__Aim of the task__.
Answer these questions using the article on ovarian cancer below:
(a) Which two cancer screenings does the article give as examples?
(b) Where does ovarian cancer rank among causes of cancer-related death in women in the United States?
(c) What kind of doctor is Linda Van Le?

__Text segment__.
Early Signs of Ovarian Cancer, and How to Help Reduce Your Risk

You often hear how important it is to be screened for cancer, whether it’s getting a mammogram or colonoscopy. But when it comes to ovarian cancer, there’s no screening available—and that can be a scary realization for women.

In the United States, ovarian cancer is the deadliest gynecologic cancer and the fifth-leading cause of cancer-related death in women. The reasons? It can’t be detected early through screening, and symptoms of ovarian cancer are vague. This means that by the time of diagnosis, ovarian cancer is in advanced stages.

“It’s almost like going zero to 100; there’s not really an in between when you can say, ‘I can capture this early,’” says Linda Van Le, MD, a gynecologic oncologist with UNC Gynecologic Oncology.

__Extracted data entries__.
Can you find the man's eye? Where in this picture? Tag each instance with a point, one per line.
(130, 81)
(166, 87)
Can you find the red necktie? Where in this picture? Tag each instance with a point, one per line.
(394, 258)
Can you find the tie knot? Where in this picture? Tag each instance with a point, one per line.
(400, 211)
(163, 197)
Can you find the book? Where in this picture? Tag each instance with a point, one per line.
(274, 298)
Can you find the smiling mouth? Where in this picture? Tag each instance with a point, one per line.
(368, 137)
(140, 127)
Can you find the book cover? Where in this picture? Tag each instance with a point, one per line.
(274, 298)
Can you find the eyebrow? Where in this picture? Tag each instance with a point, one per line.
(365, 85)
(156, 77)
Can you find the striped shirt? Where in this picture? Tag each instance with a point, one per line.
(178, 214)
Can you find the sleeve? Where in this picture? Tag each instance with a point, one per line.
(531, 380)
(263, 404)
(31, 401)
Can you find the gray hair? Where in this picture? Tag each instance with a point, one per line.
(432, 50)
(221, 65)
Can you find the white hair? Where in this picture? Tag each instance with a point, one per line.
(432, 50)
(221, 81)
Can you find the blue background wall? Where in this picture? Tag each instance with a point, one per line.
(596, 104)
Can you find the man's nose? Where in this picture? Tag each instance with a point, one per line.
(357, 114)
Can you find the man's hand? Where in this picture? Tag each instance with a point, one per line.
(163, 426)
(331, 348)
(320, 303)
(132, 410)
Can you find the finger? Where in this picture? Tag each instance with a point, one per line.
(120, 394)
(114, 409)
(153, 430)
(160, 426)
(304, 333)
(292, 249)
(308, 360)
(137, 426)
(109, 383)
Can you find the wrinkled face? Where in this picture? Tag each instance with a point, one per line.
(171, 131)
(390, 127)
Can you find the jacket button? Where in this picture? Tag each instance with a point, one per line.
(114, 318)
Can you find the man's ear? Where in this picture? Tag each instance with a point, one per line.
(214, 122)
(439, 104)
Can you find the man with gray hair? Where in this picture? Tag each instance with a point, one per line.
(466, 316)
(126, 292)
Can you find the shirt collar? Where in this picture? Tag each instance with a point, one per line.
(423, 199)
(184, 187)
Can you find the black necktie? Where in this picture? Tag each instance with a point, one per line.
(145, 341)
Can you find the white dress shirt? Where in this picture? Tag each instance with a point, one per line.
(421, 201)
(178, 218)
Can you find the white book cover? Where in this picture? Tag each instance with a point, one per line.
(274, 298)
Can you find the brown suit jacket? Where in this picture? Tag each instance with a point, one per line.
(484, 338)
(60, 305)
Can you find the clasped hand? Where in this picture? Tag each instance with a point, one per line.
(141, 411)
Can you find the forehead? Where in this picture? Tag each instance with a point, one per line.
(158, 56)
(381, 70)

...

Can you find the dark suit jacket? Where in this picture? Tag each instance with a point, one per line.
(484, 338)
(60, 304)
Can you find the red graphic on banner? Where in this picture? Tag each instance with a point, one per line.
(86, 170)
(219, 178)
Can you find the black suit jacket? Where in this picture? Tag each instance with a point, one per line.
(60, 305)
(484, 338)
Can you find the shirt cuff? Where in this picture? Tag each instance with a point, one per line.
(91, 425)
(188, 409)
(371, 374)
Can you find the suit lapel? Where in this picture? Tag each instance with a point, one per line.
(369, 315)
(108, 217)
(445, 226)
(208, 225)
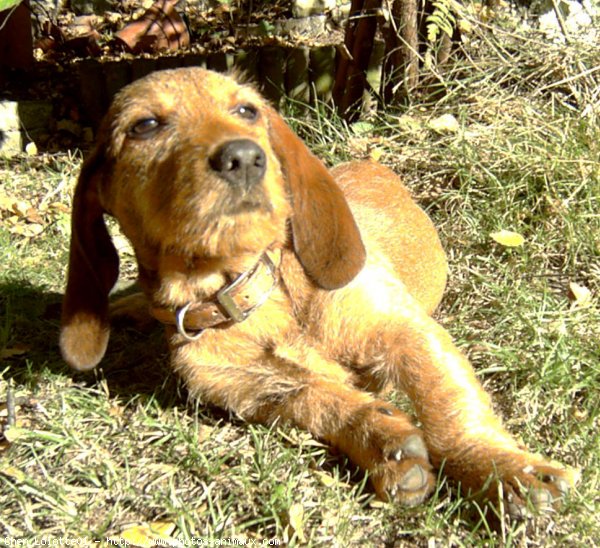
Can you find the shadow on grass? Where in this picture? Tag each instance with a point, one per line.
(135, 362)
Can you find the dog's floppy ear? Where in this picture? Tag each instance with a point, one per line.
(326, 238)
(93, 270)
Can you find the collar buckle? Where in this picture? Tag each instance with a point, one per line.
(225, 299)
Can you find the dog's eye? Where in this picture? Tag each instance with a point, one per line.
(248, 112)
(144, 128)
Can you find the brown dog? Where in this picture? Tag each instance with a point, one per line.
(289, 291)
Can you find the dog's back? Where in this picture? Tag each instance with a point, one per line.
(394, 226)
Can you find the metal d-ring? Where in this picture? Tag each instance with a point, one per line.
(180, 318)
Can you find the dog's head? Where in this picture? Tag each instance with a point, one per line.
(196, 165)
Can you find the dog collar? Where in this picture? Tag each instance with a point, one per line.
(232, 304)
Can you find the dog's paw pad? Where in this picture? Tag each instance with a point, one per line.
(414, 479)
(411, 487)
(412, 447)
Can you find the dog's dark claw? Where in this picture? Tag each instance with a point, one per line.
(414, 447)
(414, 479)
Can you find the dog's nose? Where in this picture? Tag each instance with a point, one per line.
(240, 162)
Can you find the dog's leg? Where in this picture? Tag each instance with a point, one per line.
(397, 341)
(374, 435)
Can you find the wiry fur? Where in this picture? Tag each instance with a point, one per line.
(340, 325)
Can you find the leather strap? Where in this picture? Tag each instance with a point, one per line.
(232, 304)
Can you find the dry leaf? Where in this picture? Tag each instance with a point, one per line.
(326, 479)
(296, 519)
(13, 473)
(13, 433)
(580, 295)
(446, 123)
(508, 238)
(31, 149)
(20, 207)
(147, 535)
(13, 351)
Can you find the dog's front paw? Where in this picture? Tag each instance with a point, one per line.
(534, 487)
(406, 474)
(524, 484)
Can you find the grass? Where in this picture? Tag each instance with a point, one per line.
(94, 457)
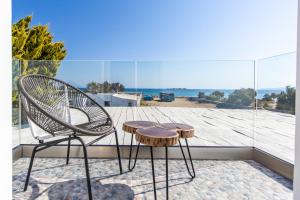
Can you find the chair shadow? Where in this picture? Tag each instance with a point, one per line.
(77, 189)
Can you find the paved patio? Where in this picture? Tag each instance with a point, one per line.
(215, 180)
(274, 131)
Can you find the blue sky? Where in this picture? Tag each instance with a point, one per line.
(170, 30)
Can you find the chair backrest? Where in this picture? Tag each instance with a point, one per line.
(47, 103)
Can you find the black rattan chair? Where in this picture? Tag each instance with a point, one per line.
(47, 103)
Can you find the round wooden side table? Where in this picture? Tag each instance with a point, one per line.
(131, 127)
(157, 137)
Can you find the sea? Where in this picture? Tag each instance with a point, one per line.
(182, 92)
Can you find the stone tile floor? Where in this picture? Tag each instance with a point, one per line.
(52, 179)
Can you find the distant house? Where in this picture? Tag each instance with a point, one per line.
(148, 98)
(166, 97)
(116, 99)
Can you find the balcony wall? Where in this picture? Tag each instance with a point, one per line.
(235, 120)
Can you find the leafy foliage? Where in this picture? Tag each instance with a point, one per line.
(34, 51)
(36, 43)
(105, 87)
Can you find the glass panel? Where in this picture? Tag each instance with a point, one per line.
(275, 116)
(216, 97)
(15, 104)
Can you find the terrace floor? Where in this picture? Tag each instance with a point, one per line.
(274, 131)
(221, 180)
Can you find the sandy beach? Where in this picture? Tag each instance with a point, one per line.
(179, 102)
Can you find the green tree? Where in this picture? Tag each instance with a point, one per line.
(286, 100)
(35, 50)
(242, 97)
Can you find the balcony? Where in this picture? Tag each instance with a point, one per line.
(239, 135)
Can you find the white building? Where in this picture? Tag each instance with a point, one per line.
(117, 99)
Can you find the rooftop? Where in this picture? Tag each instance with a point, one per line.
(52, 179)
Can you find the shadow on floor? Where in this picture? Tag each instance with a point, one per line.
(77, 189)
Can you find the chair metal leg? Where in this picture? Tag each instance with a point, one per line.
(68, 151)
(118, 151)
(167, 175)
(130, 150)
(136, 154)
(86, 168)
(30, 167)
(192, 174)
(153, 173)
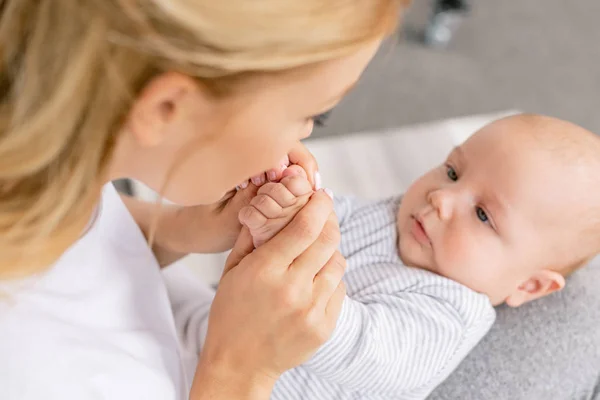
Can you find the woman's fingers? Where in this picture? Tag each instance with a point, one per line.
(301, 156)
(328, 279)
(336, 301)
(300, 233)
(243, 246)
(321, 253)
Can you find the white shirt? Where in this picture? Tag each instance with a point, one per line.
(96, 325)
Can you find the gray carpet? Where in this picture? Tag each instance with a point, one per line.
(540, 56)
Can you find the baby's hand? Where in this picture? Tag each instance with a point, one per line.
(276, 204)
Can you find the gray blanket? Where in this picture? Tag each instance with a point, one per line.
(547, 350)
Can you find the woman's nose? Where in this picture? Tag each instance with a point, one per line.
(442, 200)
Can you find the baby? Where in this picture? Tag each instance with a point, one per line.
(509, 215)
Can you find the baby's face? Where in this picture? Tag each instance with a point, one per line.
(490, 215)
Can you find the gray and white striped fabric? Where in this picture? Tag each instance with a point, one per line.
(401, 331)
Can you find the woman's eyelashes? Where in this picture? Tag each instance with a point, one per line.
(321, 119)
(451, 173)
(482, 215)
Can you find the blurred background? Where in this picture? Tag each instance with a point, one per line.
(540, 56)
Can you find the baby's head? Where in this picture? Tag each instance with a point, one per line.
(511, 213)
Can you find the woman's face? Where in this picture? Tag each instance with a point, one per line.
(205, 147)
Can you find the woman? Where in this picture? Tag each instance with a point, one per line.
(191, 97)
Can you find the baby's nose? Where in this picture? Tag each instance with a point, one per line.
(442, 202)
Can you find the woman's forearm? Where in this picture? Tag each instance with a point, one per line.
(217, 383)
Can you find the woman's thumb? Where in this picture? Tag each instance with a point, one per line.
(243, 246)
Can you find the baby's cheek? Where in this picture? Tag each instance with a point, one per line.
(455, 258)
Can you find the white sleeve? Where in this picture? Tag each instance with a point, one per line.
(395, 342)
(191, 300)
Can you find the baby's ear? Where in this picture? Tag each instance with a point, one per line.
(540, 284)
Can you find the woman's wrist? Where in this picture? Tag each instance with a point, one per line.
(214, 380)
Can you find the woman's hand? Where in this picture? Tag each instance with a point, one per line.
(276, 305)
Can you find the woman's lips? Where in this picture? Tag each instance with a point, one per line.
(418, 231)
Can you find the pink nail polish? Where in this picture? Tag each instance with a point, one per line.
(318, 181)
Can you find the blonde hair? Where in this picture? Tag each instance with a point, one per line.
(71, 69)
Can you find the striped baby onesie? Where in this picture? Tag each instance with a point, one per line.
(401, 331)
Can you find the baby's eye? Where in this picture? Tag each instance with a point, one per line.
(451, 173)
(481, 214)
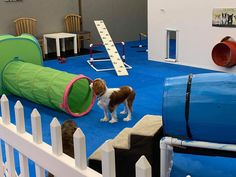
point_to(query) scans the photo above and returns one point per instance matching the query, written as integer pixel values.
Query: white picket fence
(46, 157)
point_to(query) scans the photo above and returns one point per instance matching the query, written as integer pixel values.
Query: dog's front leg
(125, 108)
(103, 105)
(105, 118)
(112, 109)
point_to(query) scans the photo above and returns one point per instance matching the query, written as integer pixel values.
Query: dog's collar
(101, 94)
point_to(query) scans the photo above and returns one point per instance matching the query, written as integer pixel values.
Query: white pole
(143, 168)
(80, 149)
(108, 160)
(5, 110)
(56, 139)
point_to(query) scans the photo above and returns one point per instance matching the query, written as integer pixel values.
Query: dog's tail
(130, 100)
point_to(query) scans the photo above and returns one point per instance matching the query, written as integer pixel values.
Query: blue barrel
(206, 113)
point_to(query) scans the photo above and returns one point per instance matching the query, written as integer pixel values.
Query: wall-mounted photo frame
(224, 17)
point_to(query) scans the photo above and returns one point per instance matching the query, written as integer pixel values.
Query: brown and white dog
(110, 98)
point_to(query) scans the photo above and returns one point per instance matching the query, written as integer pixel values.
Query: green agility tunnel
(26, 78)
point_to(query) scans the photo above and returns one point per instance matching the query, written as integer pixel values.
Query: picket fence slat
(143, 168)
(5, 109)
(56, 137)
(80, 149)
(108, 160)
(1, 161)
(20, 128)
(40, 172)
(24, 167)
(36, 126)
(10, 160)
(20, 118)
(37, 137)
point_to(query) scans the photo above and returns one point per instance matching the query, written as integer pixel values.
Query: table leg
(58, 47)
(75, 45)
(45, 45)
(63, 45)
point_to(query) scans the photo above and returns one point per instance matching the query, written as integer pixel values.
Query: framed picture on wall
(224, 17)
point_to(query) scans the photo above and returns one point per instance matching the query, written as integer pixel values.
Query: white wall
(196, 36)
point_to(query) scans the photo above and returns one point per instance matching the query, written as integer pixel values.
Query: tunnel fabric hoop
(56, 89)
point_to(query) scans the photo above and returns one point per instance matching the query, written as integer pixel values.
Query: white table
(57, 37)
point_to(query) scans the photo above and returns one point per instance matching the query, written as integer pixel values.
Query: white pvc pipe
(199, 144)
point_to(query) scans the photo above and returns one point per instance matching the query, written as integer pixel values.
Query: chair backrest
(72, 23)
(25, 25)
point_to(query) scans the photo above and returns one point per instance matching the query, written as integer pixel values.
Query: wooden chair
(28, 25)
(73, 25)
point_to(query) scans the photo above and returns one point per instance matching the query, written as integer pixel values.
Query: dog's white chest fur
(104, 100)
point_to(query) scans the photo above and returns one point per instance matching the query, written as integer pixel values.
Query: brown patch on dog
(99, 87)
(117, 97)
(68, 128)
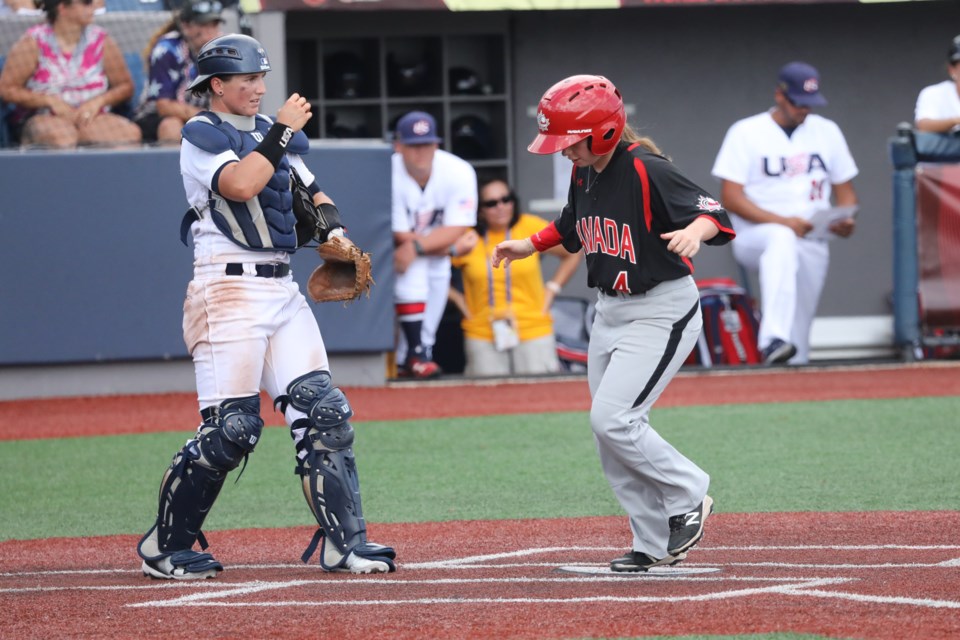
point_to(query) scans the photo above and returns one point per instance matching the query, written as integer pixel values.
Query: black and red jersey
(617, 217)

__Task output__.
(a) A mammogram and a colonoscopy.
(b) It is the fifth-leading cause.
(c) She is a gynecologic oncologist with UNC Gynecologic Oncology.